> **Challenge**
Below is a set of entries. Reproduce exactly the lines from the one containing "mark: the bare soil" through the end, both included.

Dataset excerpt:
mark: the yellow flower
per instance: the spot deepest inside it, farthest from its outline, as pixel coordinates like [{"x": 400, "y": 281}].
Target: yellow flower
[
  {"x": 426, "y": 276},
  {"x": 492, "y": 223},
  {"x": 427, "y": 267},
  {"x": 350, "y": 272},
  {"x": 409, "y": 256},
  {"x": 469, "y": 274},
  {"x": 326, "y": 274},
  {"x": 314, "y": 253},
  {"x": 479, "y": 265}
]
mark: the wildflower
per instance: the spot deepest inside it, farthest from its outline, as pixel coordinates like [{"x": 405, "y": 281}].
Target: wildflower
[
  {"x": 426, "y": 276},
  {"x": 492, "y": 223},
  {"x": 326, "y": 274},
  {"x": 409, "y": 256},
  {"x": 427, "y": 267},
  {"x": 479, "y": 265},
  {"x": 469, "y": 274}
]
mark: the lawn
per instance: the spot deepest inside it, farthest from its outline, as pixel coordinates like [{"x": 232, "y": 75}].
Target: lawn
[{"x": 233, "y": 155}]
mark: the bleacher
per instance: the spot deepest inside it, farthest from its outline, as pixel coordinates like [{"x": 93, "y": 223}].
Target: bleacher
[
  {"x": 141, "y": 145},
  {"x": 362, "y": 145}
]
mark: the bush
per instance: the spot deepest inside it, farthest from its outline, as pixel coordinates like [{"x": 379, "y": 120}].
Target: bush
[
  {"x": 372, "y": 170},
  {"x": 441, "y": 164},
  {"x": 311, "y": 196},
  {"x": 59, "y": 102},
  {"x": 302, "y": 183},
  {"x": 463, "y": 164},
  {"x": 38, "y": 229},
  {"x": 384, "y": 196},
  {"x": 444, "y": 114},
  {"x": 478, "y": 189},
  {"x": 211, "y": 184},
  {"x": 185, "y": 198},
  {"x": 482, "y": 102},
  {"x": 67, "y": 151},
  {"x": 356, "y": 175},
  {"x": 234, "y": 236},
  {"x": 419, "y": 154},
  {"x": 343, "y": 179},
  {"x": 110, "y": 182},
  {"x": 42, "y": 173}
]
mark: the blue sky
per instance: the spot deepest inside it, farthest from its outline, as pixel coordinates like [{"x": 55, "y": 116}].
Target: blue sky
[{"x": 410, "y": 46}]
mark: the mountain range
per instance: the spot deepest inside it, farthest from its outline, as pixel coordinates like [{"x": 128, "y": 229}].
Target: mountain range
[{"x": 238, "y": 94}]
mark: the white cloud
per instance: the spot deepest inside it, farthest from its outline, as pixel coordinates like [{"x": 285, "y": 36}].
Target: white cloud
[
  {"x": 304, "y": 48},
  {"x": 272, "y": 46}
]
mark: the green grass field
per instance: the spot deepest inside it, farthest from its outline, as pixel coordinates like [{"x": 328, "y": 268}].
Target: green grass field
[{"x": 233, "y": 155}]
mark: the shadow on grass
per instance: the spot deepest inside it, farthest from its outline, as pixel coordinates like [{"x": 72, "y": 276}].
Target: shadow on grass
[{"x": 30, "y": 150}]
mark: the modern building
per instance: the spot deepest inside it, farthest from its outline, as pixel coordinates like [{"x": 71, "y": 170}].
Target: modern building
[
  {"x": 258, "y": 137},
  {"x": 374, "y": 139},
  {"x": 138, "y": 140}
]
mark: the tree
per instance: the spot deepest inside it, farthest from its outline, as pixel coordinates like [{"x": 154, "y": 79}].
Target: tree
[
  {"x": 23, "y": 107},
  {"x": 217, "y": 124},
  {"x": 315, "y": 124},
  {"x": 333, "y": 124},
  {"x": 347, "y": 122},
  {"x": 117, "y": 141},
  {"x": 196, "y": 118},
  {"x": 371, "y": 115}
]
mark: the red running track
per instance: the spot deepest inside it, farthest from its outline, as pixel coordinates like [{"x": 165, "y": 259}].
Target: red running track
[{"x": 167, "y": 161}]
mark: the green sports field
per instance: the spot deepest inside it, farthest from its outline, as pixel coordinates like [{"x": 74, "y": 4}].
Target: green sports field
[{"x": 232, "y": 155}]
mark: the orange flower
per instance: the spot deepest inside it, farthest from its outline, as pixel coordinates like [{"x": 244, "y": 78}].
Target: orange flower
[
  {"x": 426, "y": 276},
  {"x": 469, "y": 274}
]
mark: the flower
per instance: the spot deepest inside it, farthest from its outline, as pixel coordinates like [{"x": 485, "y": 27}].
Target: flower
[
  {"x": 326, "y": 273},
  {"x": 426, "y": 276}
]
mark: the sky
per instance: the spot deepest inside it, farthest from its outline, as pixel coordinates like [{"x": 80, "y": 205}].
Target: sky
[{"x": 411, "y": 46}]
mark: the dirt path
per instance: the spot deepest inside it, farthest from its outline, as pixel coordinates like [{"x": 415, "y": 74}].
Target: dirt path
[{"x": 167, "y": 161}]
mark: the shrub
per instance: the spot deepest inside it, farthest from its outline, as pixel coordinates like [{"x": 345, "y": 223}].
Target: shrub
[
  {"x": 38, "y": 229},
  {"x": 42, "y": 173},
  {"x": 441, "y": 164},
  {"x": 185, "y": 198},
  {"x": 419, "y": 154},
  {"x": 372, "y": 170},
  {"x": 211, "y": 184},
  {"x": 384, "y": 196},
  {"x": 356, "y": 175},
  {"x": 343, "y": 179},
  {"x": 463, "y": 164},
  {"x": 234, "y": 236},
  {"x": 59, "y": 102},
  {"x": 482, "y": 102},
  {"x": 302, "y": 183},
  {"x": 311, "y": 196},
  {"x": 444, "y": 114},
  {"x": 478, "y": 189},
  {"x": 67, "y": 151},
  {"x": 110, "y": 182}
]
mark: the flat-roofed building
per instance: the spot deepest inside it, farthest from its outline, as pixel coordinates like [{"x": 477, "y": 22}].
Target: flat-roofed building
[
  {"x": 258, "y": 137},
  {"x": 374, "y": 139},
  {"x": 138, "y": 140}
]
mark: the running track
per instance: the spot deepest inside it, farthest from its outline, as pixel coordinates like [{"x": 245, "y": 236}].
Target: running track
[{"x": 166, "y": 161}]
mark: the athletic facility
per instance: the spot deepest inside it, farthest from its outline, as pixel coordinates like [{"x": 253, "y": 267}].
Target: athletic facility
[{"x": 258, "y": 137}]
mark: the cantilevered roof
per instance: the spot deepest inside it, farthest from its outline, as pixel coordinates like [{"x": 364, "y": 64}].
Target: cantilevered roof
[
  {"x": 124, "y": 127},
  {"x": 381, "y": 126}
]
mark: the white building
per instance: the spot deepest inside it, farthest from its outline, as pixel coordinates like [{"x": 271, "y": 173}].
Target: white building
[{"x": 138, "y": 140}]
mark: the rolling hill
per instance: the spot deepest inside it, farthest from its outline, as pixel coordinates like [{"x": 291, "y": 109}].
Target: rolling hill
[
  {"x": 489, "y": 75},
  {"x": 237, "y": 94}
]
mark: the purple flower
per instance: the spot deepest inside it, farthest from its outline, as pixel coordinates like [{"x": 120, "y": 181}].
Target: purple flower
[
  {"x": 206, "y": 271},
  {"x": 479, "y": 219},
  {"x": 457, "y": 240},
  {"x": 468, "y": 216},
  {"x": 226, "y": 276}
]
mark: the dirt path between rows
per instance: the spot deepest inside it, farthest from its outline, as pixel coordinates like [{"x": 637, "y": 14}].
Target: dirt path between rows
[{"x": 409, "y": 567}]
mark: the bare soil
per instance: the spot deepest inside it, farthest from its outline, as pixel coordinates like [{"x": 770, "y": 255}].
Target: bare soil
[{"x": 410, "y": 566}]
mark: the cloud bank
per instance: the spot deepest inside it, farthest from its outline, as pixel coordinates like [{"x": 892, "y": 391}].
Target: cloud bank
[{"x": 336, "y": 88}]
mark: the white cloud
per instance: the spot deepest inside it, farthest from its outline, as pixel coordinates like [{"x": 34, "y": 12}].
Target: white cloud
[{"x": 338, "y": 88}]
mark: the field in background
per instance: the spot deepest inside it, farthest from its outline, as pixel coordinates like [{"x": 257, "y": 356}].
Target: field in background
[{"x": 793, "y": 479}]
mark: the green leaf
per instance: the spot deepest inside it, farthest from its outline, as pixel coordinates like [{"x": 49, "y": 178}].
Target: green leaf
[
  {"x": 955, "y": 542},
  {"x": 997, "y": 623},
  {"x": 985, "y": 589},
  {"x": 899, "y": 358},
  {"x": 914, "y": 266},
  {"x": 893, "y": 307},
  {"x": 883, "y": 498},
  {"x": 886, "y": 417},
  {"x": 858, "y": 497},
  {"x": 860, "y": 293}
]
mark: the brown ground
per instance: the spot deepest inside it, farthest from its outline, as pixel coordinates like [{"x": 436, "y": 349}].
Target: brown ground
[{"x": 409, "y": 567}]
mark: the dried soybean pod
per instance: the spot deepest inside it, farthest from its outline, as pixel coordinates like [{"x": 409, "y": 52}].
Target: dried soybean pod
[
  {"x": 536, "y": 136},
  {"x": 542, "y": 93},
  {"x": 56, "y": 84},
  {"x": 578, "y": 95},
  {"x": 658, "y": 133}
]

> **Response to the exercise**
mark: the bare soil
per instance: the spot deepest inside it, farthest from its outline, as pixel coordinates like [{"x": 770, "y": 255}].
Target: bare soil
[{"x": 410, "y": 566}]
mark: the cloud bank
per instance: the spot deepest inside it, farthest from its outline, as pixel coordinates like [{"x": 892, "y": 391}].
Target: cloud bank
[{"x": 336, "y": 88}]
mark: the white cloud
per instance: the spot deepest inside it, farthest from its outline, as pixel coordinates like [{"x": 34, "y": 12}].
Target: white cloud
[{"x": 338, "y": 88}]
mark: the field in background
per instance: the spot deepest inside it, farthest from its outline, as pixel coordinates like [{"x": 257, "y": 356}].
Target: field in background
[{"x": 793, "y": 479}]
mark: the green leaf
per instance: the spot deepest inside it, farthest from its outline, as pixel coordinates like [{"x": 49, "y": 178}].
Target: green leaf
[
  {"x": 955, "y": 542},
  {"x": 997, "y": 623},
  {"x": 985, "y": 589},
  {"x": 899, "y": 358},
  {"x": 914, "y": 266},
  {"x": 893, "y": 307},
  {"x": 883, "y": 498},
  {"x": 886, "y": 417},
  {"x": 858, "y": 497},
  {"x": 860, "y": 293}
]
mark: the brown ground
per instance: the spot deepest inside it, farthest from its outline, as pixel coordinates like [{"x": 436, "y": 349}].
Target: brown ground
[{"x": 409, "y": 567}]
mark: the dried soybean pod
per instance: the spot deepest inside it, farthest from its outline, as pixel coordinates like [{"x": 409, "y": 52}].
Target: dried soybean pod
[
  {"x": 536, "y": 136},
  {"x": 542, "y": 93},
  {"x": 56, "y": 84},
  {"x": 578, "y": 95},
  {"x": 658, "y": 133}
]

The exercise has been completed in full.